_Aufgabe 1:_ Schreiben Sie aus dem Text zur europäischen Cloud den Abschnitt ab, der mit „Um zu wissen, dass“ beginnt und bis einschließlich „zu brechen gedenkt.“ reicht.

_Lesetext:_
-.-.-
Die EU will Milliarden Euro für eine europäische Cloud. Aber ist das genug?
Um zu wissen, dass Europa bei Cloud-Diensten eine ziemlich untergeordnete Rolle spielt, muss man kein Branchenkenner sein. Seit Jahren dominieren die US-Riesen den Markt, Amazon (Amazon Web Services), Microsoft und Google kommen gemeinsam auf 56 Marktanteil. Nach dem Motto „besser spät als nie“ hat die EU-Kommission in ihrer neuen Digitalstrategie nun aufgezeichnet, wie sie die Marktmacht der Datenriesen zu brechen gedenkt.
-.-.-
_Ausgangsmaterial:_
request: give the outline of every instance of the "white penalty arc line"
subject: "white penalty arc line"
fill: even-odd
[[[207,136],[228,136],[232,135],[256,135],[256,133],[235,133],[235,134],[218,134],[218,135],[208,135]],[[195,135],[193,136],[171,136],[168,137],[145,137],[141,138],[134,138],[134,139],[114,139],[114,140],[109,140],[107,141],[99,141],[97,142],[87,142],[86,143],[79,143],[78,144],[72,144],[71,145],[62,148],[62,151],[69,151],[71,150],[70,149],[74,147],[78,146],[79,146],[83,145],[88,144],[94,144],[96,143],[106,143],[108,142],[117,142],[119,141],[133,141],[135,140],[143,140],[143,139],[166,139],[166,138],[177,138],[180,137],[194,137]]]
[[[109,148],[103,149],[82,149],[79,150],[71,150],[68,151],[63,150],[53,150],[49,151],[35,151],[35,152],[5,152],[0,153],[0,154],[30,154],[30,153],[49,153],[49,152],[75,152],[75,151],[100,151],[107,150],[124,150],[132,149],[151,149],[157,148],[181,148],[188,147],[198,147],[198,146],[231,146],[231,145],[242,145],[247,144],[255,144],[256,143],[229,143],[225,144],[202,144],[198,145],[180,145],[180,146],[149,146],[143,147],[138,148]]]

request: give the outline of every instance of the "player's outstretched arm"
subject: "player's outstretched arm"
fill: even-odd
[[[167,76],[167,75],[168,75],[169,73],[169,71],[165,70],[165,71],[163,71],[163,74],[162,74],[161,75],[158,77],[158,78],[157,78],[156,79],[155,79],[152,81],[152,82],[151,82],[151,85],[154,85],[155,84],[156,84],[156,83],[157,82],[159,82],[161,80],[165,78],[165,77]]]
-.-.-
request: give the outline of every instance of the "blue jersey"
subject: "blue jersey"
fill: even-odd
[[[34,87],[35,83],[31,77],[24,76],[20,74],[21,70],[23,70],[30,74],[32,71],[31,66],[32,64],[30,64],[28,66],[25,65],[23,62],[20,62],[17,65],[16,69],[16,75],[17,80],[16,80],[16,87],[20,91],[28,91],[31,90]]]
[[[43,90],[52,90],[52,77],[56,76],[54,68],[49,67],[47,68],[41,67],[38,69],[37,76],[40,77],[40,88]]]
-.-.-
_Aufgabe 2:_ Wie viele Zeilen in den Datenzeilen enthalten das Wort „give“? Nennen Sie nur die Zahl.

_Musterlösung 1:_
Um zu wissen, dass Europa bei Cloud-Diensten eine ziemlich untergeordnete Rolle spielt, muss man kein Branchenkenner sein. Seit Jahren dominieren die US-Riesen den Markt, Amazon (Amazon Web Services), Microsoft und Google kommen gemeinsam auf 56 Marktanteil. Nach dem Motto „besser spät als nie“ hat die EU-Kommission in ihrer neuen Digitalstrategie nun aufgezeichnet, wie sie die Marktmacht der Datenriesen zu brechen gedenkt.

_Musterlösung 2:_ 3